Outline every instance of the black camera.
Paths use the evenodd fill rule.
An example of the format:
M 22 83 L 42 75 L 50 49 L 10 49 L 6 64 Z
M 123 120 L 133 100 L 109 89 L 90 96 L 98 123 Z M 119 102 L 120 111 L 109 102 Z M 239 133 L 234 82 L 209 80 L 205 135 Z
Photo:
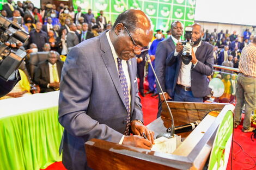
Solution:
M 183 51 L 181 58 L 185 65 L 188 65 L 192 60 L 192 48 L 194 42 L 191 40 L 192 27 L 187 26 L 185 28 L 185 41 L 181 41 L 183 45 Z
M 22 49 L 12 48 L 5 43 L 17 43 L 17 40 L 24 43 L 29 37 L 28 33 L 23 30 L 17 22 L 0 16 L 0 76 L 5 80 L 18 68 L 27 53 Z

----------

Images do not belong in the copy; reproduce all other parts of the records above verbatim.

Task solution —
Outline every instance of the black camera.
Paths use the evenodd fill rule.
An example of the format:
M 22 83 L 42 75 L 50 49 L 10 49 L 6 64 Z
M 123 120 L 133 100 L 109 89 L 90 96 L 98 123 Z M 119 102 L 120 111 L 109 102 Z M 239 133 L 234 82 L 209 80 L 205 135 Z
Photo:
Solution:
M 183 51 L 181 58 L 185 65 L 188 65 L 192 60 L 192 48 L 194 42 L 191 40 L 192 27 L 187 26 L 185 28 L 185 41 L 181 41 L 183 45 Z
M 22 49 L 12 48 L 5 43 L 17 43 L 17 40 L 24 43 L 29 37 L 28 33 L 23 30 L 17 22 L 0 16 L 0 76 L 5 80 L 18 68 L 27 53 Z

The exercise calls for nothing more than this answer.